## Work instructions
A) In the review, rewrite the passage starting at "David Cassidy in" and ending at "London. Go figure.", changing "Golden Gate Theatre" to "Orpheum Theatre".
B) Answer these questions using the review:
(i) On what day did the musical open at the Golden Gate Theatre?
(ii) In what city was the show first staged in 1983?
(iii) Who remounted the show in 1988?

## Reading text
--- start ---
David Cassidy in the News
180 degrees of separation
Thursday, February 16, 1995
"Blood Brothers' a grim tale, not deftly told
By Robert Hurwitz
San Francisco Chronicle
You don't need to worry about giving away the ending to "lood Brothers." Worry instead about surviving its long litany of ham-handed premonitions with your love of the theater intact.
Playwright-composer Willy Russell's musical about English class conflict and doomed twins opened Wednesday at the Golden Gate Theatre as the third offering in what's turning out to be a dismal Best of Broadway season. Not that "Blood Brothers" isn't a legitimate Broadway hit. It's well into its second year in Manhattan, and seventh successful season in London. Go figure.
It wasn't always so. Russell ( "Educating Rita," "Shirley Valentine" ) had a local hit with the show's first staging in 1983 in Liverpool - his hometown and the setting of the story - but it closed after a short run when it transferred to London. It wasn't until Bill Kenwright, a fan of the first production, and his co-director Bob Tomson remounted it in 1988 that it took off, perhaps because the sagging Thatcherite economy made the show seem like timely social protest.
--- end ---
## Data
--- start ---
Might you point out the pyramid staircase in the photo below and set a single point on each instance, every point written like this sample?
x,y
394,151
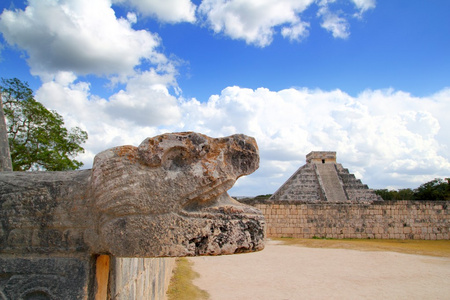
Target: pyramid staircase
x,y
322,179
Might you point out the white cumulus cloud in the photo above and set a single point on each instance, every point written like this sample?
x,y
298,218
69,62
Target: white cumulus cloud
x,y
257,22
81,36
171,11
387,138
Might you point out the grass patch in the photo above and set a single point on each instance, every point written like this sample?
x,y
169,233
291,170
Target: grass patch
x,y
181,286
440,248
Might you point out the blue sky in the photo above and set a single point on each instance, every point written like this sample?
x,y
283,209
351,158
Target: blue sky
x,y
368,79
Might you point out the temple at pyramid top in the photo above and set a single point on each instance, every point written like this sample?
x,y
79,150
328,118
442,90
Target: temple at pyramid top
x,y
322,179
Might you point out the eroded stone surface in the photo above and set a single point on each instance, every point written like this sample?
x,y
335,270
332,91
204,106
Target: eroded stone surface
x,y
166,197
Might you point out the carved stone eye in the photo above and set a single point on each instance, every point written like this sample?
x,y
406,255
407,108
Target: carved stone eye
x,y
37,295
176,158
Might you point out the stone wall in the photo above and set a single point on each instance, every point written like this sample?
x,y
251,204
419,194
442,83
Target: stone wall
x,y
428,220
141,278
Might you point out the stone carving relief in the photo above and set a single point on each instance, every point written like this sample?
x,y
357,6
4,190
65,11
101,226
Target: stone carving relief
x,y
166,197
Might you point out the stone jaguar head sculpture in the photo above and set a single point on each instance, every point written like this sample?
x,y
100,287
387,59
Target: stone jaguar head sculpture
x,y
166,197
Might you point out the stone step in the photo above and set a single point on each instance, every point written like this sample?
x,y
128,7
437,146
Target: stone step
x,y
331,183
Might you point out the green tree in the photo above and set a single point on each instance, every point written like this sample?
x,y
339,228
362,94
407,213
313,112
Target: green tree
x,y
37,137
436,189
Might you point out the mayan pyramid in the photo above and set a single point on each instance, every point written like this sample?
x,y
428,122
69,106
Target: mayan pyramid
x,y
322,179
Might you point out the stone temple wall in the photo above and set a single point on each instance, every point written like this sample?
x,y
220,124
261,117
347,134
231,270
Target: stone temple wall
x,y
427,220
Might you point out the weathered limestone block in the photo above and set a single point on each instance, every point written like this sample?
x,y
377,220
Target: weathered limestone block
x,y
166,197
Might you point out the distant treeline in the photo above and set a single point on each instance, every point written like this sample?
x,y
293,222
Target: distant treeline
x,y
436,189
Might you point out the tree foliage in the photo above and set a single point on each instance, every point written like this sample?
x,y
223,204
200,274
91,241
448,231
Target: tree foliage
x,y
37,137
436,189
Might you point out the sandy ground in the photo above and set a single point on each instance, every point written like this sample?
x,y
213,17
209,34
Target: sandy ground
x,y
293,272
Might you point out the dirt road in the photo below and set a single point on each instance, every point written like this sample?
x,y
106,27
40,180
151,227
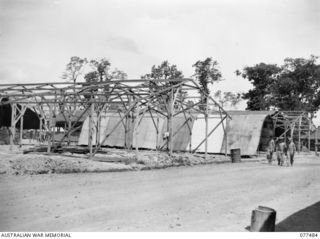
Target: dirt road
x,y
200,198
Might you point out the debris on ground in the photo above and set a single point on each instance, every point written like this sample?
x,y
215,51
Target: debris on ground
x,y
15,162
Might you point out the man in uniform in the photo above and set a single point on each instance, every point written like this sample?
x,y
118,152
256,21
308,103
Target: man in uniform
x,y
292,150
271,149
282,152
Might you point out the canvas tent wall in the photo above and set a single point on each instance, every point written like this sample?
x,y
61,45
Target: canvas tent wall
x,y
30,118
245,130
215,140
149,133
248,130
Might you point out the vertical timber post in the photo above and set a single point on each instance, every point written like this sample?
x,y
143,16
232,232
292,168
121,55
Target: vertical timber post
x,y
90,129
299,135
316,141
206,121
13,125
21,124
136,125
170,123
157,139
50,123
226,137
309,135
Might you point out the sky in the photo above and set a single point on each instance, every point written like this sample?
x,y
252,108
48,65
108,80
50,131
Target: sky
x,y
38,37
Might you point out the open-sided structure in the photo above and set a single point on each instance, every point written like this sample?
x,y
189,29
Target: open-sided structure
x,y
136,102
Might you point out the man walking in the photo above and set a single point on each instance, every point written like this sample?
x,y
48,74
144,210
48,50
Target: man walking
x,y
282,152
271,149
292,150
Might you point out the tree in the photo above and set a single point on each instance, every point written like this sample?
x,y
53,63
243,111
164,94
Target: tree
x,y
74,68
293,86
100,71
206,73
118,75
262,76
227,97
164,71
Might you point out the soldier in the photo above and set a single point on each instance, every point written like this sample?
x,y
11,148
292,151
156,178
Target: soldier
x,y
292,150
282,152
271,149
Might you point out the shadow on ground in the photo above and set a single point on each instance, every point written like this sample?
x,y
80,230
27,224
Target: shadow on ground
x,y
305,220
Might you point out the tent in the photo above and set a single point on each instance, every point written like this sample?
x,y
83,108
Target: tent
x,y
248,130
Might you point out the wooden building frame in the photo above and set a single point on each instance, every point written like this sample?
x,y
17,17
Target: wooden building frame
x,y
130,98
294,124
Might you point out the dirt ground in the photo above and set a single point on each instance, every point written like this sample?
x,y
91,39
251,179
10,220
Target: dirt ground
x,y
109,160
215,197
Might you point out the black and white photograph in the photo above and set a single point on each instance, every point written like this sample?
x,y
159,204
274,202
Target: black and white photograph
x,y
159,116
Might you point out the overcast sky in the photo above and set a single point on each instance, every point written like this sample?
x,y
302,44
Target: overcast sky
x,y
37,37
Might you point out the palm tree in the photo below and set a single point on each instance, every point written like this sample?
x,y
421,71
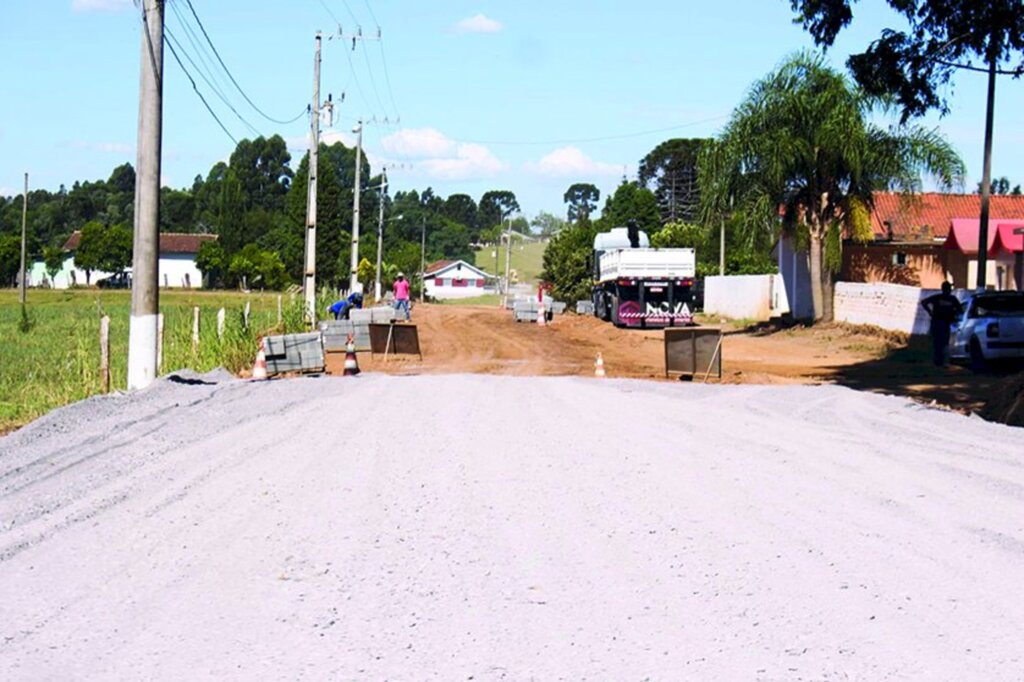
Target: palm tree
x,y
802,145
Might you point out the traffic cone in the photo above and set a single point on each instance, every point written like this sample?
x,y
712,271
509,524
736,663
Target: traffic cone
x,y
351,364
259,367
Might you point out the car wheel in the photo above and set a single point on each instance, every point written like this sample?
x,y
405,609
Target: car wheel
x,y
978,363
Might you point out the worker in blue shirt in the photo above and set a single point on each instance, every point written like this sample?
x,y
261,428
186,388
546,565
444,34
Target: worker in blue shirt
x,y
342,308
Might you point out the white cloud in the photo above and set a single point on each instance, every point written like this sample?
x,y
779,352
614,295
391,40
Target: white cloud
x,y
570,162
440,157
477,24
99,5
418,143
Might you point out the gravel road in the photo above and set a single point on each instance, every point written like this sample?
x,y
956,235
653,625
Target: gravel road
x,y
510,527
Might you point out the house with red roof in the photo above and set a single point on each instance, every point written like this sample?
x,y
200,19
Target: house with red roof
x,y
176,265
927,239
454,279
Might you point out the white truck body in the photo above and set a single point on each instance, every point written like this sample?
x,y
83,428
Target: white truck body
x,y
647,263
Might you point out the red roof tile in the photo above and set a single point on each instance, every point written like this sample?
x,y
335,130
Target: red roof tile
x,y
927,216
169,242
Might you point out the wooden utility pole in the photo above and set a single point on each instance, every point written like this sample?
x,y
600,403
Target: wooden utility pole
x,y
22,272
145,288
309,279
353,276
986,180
--- end ---
## Solved problems
A)
David Cassidy in the News
180 degrees of separation
Thursday, February 16, 1995
"Blood Brothers' a grim tale, not deftly told
By Robert Hurwitz
San Francisco Chronicle
You don't need to worry about giving away the ending to "lood Brothers." Worry instead about surviving its long litany of ham-handed premonitions with your love of the theater intact.
Playwright-composer Willy Russell's musical about English class conflict and doomed twins opened Wednesday at the Orpheum Theatre as the third offering in what's turning out to be a dismal Best of Broadway season. Not that "Blood Brothers" isn't a legitimate Broadway hit. It's well into its second year in Manhattan, and seventh successful season in London. Go figure.

B)
(i) Wednesday
(ii) Liverpool
(iii) Bill Kenwright and his co-director Bob Tomson